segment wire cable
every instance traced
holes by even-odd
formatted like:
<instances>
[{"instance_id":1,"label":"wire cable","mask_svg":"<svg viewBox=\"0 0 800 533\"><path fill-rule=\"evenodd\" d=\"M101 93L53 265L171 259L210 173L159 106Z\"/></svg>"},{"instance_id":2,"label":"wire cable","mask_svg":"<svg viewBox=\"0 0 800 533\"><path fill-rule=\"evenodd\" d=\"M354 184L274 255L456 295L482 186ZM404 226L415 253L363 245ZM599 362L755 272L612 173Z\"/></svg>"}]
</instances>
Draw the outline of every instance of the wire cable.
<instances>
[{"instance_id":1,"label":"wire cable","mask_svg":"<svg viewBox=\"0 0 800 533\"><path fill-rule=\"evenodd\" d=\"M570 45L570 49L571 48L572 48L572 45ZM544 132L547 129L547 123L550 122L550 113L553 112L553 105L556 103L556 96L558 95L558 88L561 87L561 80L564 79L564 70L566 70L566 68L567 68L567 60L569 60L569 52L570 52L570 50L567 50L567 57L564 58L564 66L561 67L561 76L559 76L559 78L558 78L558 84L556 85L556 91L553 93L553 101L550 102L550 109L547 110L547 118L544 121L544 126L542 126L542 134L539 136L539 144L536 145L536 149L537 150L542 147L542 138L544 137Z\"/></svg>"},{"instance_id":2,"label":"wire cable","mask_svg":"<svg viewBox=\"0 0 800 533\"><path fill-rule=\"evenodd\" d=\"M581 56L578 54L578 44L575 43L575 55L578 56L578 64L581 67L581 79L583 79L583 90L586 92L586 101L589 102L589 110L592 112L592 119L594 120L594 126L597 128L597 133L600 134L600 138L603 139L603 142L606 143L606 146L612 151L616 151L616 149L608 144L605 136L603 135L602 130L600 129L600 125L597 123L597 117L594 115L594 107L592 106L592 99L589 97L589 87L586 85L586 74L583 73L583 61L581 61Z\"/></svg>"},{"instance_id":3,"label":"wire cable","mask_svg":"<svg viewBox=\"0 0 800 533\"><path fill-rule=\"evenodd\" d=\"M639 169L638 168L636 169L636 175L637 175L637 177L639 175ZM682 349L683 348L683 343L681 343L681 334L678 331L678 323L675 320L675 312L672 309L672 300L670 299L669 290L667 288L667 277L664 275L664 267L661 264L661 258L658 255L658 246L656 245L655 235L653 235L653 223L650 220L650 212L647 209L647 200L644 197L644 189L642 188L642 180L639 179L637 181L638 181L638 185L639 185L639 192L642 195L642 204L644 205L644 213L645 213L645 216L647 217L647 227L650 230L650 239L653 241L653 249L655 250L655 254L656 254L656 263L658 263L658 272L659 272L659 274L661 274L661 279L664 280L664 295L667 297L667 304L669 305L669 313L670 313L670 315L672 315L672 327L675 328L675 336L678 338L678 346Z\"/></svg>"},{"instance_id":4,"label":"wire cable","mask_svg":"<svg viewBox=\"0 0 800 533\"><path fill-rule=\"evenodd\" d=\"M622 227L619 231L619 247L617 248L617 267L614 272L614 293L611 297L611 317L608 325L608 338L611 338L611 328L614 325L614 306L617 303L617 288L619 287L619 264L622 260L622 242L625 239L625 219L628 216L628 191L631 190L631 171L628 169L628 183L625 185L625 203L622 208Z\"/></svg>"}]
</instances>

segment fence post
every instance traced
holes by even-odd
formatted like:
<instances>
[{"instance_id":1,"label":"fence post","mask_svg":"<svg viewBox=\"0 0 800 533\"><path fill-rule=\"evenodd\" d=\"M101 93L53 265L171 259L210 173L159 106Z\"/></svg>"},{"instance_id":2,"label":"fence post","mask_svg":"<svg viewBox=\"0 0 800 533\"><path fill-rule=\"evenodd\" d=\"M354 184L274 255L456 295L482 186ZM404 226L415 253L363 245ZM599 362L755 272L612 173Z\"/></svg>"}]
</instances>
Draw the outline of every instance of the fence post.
.....
**Task to complete**
Every line in the records above that contains the word "segment" is to be copied out.

**Your solution**
segment wire cable
segment fence post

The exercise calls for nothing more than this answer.